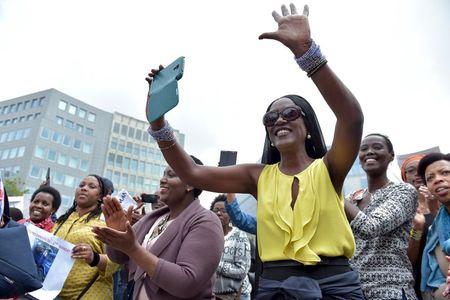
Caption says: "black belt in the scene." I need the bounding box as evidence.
[261,256,352,280]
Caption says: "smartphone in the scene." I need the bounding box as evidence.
[141,194,159,203]
[219,151,237,167]
[145,56,184,122]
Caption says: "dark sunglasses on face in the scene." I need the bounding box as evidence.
[263,107,305,127]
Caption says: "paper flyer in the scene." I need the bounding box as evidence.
[25,223,75,300]
[117,190,137,211]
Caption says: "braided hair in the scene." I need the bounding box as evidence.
[55,174,107,225]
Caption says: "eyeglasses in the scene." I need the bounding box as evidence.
[263,107,305,127]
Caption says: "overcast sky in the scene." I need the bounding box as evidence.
[0,0,450,202]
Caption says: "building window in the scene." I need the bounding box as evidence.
[108,153,116,166]
[16,129,23,141]
[88,112,96,122]
[34,146,45,159]
[17,146,25,157]
[52,131,62,144]
[136,129,142,140]
[131,159,138,172]
[125,142,133,154]
[83,143,92,154]
[57,153,68,166]
[111,138,117,150]
[41,127,52,140]
[117,140,125,152]
[2,149,9,160]
[23,128,31,139]
[122,157,130,170]
[64,119,75,129]
[139,161,145,173]
[69,104,77,115]
[128,127,134,138]
[133,144,140,156]
[30,166,41,178]
[120,174,128,186]
[9,148,17,158]
[80,159,89,172]
[73,140,81,150]
[78,108,86,119]
[84,127,94,136]
[64,175,75,187]
[105,169,112,180]
[53,171,64,184]
[63,135,72,147]
[6,131,16,142]
[58,100,67,110]
[69,157,80,169]
[113,122,120,134]
[47,150,56,161]
[31,99,39,108]
[56,116,64,125]
[120,125,128,136]
[112,171,120,182]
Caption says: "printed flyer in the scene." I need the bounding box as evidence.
[25,223,75,300]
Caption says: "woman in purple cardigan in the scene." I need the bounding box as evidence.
[93,157,224,300]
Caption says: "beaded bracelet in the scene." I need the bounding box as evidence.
[89,252,100,267]
[409,228,423,241]
[295,40,327,77]
[147,121,175,142]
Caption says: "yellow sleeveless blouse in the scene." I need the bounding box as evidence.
[257,159,355,265]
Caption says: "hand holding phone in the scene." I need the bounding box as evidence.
[145,56,184,123]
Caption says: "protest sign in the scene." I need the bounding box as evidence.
[25,222,75,300]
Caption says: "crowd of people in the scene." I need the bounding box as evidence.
[0,4,450,300]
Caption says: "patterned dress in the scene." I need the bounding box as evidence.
[348,183,417,300]
[53,211,119,300]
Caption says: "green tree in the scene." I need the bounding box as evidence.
[3,177,28,196]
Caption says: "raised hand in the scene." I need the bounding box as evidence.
[145,65,164,85]
[102,195,133,231]
[259,3,311,57]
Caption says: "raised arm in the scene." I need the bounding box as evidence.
[260,4,364,193]
[146,70,264,197]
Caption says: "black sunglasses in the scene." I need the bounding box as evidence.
[263,107,305,127]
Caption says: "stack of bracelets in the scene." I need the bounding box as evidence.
[295,40,327,77]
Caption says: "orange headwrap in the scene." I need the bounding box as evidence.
[400,154,425,182]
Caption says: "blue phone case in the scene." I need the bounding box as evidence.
[146,56,184,122]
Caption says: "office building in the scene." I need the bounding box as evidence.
[0,89,184,213]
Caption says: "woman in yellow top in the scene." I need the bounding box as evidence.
[53,175,118,300]
[147,4,363,299]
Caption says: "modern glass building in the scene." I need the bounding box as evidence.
[0,89,184,212]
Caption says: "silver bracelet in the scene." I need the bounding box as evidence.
[147,121,175,142]
[295,40,327,77]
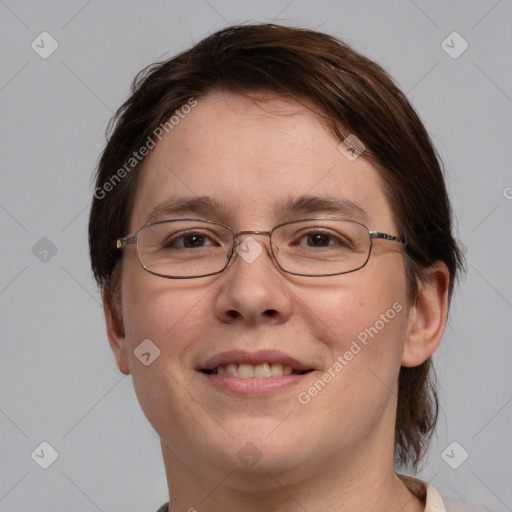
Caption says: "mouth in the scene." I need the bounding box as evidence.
[201,362,313,379]
[196,350,316,396]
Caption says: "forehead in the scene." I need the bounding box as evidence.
[130,92,392,232]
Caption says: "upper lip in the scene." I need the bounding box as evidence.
[199,350,313,371]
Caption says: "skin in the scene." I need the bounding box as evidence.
[104,92,449,512]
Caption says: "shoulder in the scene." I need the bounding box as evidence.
[397,474,446,512]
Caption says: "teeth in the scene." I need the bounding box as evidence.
[213,363,300,379]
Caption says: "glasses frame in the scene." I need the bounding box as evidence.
[116,217,407,279]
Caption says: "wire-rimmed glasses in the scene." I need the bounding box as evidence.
[116,217,406,279]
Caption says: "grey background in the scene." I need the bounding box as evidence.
[0,0,512,512]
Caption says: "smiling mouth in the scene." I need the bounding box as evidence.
[201,363,313,379]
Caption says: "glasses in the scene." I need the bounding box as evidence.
[116,217,406,279]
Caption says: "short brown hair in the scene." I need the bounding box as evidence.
[89,24,463,467]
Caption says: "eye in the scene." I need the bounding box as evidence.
[294,228,352,248]
[162,231,219,249]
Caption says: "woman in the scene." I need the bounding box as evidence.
[89,25,461,512]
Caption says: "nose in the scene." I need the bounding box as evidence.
[214,231,292,325]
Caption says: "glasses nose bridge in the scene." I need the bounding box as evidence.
[233,230,272,255]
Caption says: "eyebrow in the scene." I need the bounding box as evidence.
[146,195,368,223]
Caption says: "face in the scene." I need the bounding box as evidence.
[111,93,409,488]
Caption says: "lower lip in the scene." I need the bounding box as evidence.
[200,372,314,396]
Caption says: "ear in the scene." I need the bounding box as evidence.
[402,261,450,367]
[103,291,130,375]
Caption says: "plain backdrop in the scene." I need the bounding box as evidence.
[0,0,512,512]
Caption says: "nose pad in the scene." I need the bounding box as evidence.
[228,233,273,263]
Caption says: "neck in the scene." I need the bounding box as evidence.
[162,414,425,512]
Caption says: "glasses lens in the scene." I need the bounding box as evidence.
[137,220,233,277]
[272,219,370,276]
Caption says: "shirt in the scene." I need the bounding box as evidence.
[156,475,446,512]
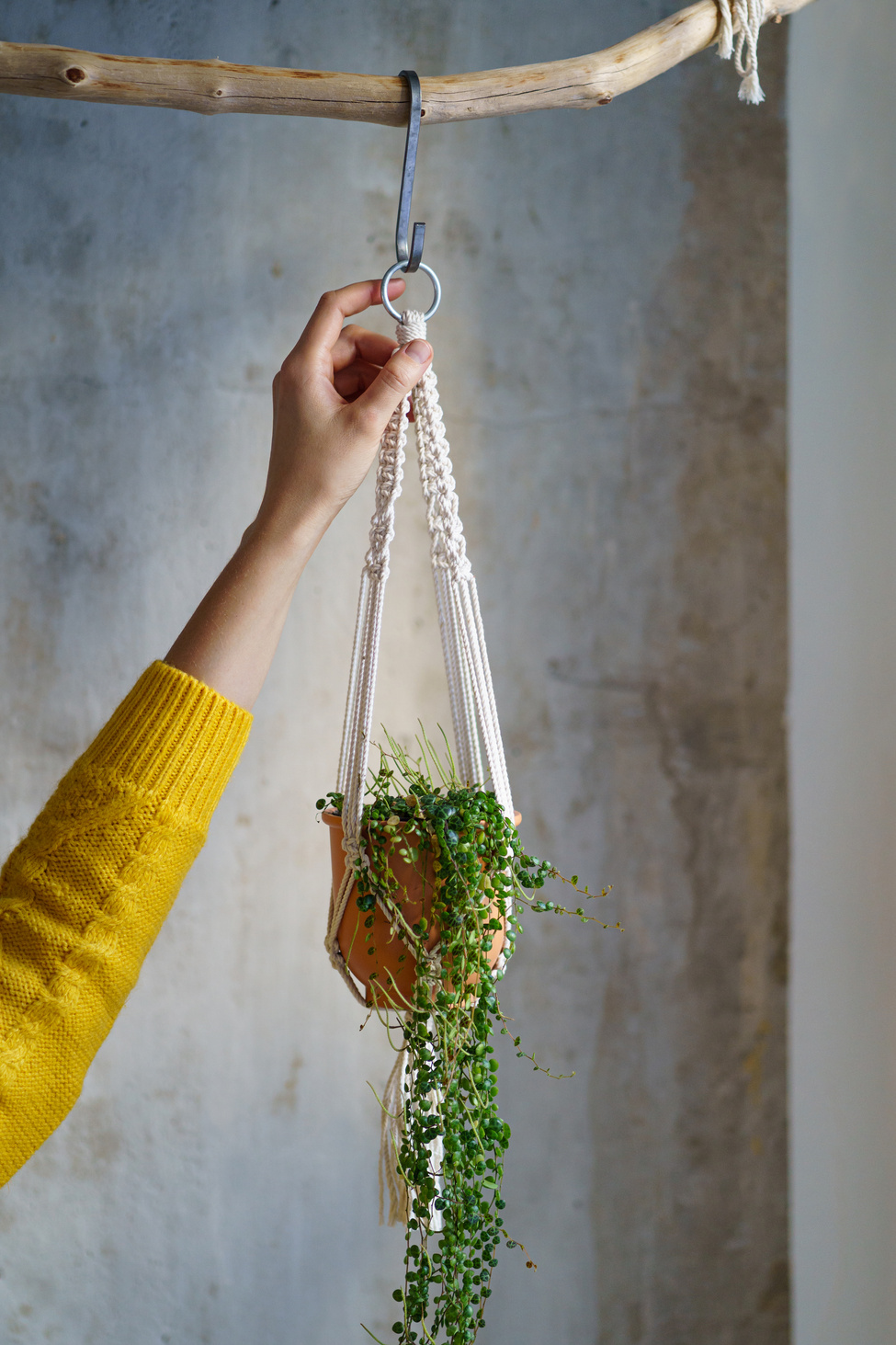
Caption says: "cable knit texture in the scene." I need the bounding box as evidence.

PROBLEM: Reproduce all of the records above with "bounding box" replaced by "enclosing rectangle" wherever it occurs, keeping everything else unchanged. Leave the pictures out of your answer.

RESPONSE:
Caption says: "black belt in the scene." I need the enclosing rectangle as evidence.
[261,256,352,280]
Caption says: "smartphone in the scene." I need the enclosing rectangle as evidence.
[141,194,159,203]
[219,151,237,167]
[145,56,184,122]
Caption says: "dark sunglasses on face in the scene." I need the enclosing rectangle as evidence.
[263,107,305,127]
Caption says: "paper flyer in the scene." I need the enclosing rectangle as evidence.
[25,223,75,300]
[117,190,137,211]
Caption says: "braided hair in the scene." I need the enclosing rectangle as evidence.
[55,174,107,225]
Caption says: "eyeglasses in the scene." I need the enclosing rectangle as evidence.
[263,107,305,127]
Caption says: "overcast sky in the scene." I need the enclosing rectangle as evidence.
[0,0,450,202]
Caption says: "building window in the scene." I need the enclosing rectangle as evidence.
[108,153,116,166]
[16,129,23,141]
[88,112,96,122]
[34,146,45,159]
[17,146,25,157]
[52,131,62,144]
[136,129,142,140]
[131,159,138,172]
[125,142,133,154]
[83,143,92,154]
[57,153,68,166]
[111,138,117,150]
[41,127,52,140]
[117,140,125,152]
[2,149,9,160]
[23,128,31,139]
[122,157,130,170]
[64,119,75,129]
[139,161,145,173]
[69,104,77,115]
[128,127,134,138]
[133,144,140,156]
[30,166,41,178]
[120,174,128,186]
[9,148,17,158]
[80,159,89,172]
[73,140,81,150]
[78,108,86,119]
[84,127,94,136]
[64,175,75,187]
[105,169,112,180]
[53,171,64,184]
[63,135,72,147]
[6,131,16,142]
[58,100,67,110]
[69,157,80,169]
[113,122,120,134]
[47,150,56,161]
[31,99,39,108]
[56,116,64,125]
[120,125,128,136]
[112,171,120,182]
Caption says: "printed flyer in the scene." I need the enclosing rectangle as evidence.
[25,223,75,300]
Caption says: "woman in purple cardigan in the scene." I need the enclosing rectangle as evidence.
[93,157,224,300]
Caption says: "beaded bracelet in the scene." I need the enclosing rectangle as evidence.
[89,252,100,267]
[409,228,423,241]
[295,40,327,77]
[147,121,175,142]
Caption says: "yellow sleeveless blouse in the scene." I need the enclosing rectangle as evidence.
[257,159,355,265]
Caption says: "hand holding phone in the scene." I need the enclosing rectangle as evidence.
[145,56,184,123]
Caption says: "protest sign in the scene." I need the enclosing rectangle as evidence.
[25,222,75,300]
Caption says: "crowd of people in the scene." I need the enclosing rectangle as evidence.
[0,4,450,300]
Caption says: "patterned dress in the scene." I need the enclosing rectangle as evidence.
[348,183,417,300]
[53,211,119,300]
Caption says: "green tree in the scene." I need the enclosing rectangle as evidence.
[3,177,28,196]
Caption says: "raised hand in the scene." I need the enclosing rectangle as evidence.
[145,65,164,85]
[102,195,133,231]
[259,3,311,57]
Caption says: "raised arm in the scene." I need the enclosing rectangle as evidence.
[260,4,364,193]
[146,70,264,197]
Caption says: "black sunglasses in the scene." I need the enclosing rectangle as evidence.
[263,107,305,127]
Caption says: "stack of bracelets in the scene." I need the enclosing rectangle as evidence.
[295,40,327,77]
Caption says: "orange headwrap in the scene." I need the enclosing rectangle as evidence.
[400,154,425,182]
Caption says: "blue phone case in the scene." I need the enclosing rectangle as evidence.
[146,56,184,122]
Caption says: "office building in the scene." I need the enclosing rectangle as evidence.
[0,89,184,213]
Caption says: "woman in yellow top in the scene." I need the enclosing rectangle as evidence.
[53,175,118,300]
[147,4,363,299]
Caption says: "modern glass building in the scene." I need the enclosing rectangle as evidence.
[0,89,184,212]
Caption says: "silver bracelet in the scene." I need the enclosing rectangle as evidence.
[147,121,175,142]
[295,40,327,77]
Caption says: "mouth in the scene." I need the enclosing rectangle as evidence.
[201,362,313,379]
[196,350,316,396]
Caption says: "forehead in the scene." I need the enclosing rectangle as evidence.
[130,92,392,232]
Caption says: "upper lip in the scene." I need the enclosing rectangle as evidence.
[199,350,313,371]
Caption says: "skin in the scene." I need the enclosing rectangle as evidence.
[104,92,449,512]
Caption says: "shoulder in the scene." I need the enclosing rectangle as evidence.
[397,474,446,512]
Caption says: "teeth in the scene." I need the enclosing rectangle as evidence.
[213,363,300,379]
Caption says: "glasses frame in the scene." I need the enclosing rectangle as evidence.
[116,217,407,279]
Caption says: "wire-rimmed glasses in the scene." I need the enclosing rectangle as evidence.
[116,217,406,279]
Caption says: "grey background in the scene." I need the enclosing rectangle as evidence.
[0,0,512,512]
Caption says: "smiling mouth in the scene." I need the enclosing rectangle as evidence.
[201,363,313,379]
Caption says: "glasses in the scene." I need the enclosing rectangle as evidence.
[116,217,406,279]
Caption says: "short brown hair in the scene." I need the enclosing rectangle as evidence.
[89,24,463,467]
Caption says: "eye in the scene." I need the enclosing rectangle as evidence.
[294,228,352,248]
[162,231,219,249]
Caption says: "woman in the scene." I need the enclosing rectangle as evidence.
[89,25,461,512]
Caption says: "nose in the scene." I need the enclosing rectangle as evidence.
[214,231,292,325]
Caption says: "glasses nose bridge in the scene." I need the enclosing rectangle as evidence.
[233,230,272,255]
Caption says: "eyebrow in the scene." I need the enclosing rectangle as evidence.
[146,195,368,223]
Caption says: "face in the scene." I need the enclosing rectangle as evidence.
[111,93,409,488]
Caption says: "lower lip in the scene." I need the enclosing rectangle as evidence.
[200,372,314,396]
Caption says: "ear in the scene." I need the enclosing rectangle as evidence.
[402,261,450,367]
[103,291,130,375]
Caption says: "plain backdrop in the scene." I need the enclosing rectangle as evidence.
[0,0,512,512]
Caption says: "nose pad in the scene." I need the enclosing rectangle as evidence.
[228,233,273,263]
Caption says: "neck in the scene." I need the enclosing rectangle as evidence.
[162,414,425,512]
Caption says: "glasses lens in the scene." I need the enclosing rectangle as evidence.
[137,220,233,277]
[272,219,370,276]
Caption says: "shirt in the scene." I need the enclosing rectangle as evidence.
[156,475,446,512]
Caption says: "cable knit texture in the scene." I need the enclosing rectangle as evidence.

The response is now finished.